## INSTRUCTIONS TO FOLLOW
Return the lines below exactly, starting with the line that contains "Objective — for the plate rim" and stopping after the last line.

[Location identification items]

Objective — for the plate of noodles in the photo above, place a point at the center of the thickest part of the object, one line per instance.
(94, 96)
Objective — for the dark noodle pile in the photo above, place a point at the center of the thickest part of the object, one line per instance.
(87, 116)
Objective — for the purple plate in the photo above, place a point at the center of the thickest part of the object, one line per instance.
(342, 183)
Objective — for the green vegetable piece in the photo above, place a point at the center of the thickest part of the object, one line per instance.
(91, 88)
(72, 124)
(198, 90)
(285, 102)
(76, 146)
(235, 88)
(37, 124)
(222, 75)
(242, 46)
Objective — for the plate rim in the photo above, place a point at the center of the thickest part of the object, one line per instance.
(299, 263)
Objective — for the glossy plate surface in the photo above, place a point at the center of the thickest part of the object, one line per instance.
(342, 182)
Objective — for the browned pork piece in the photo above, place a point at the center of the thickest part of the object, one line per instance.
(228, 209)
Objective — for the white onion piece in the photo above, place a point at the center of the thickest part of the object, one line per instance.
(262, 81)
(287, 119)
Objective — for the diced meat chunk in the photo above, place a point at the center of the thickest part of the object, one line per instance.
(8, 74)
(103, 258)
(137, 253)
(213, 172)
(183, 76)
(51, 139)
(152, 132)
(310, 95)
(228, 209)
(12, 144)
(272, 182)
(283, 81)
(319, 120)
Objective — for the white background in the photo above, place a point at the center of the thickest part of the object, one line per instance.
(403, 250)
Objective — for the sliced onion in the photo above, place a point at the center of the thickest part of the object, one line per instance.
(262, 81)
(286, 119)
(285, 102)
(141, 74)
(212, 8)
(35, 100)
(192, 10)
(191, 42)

## TASK RESULT
Objective — for the plate rim in the photo above, place a point at the center of the thickest part of the object, one line per instance.
(299, 263)
Objective — for the glossy plate surface in the photo above, place a point at the center of the thickest part of the object, one line per instance.
(342, 182)
Objective — for the browned pork piece in the photo above, place a point at the center of the thickest part of the object, one line per instance.
(228, 209)
Objective — for the white onion piece in the photo above, place a point at the center of the thickest part of the object, one line per instance.
(262, 81)
(287, 119)
Objective — for the diced meat chunk in the photo above, place a point at the center of the thickest part of the object, one line per instance.
(8, 74)
(103, 258)
(137, 253)
(213, 172)
(183, 76)
(51, 139)
(152, 132)
(310, 95)
(228, 209)
(12, 144)
(272, 182)
(283, 81)
(319, 120)
Objective — for the white background in the photo above, place a point at the center of the thickest part of the object, one line per instance.
(403, 250)
Objective — for the sliced onion in the photo above, place a point at the center of the thickest part of the object, one line per instance.
(262, 81)
(286, 119)
(285, 102)
(141, 74)
(212, 8)
(35, 100)
(192, 10)
(191, 42)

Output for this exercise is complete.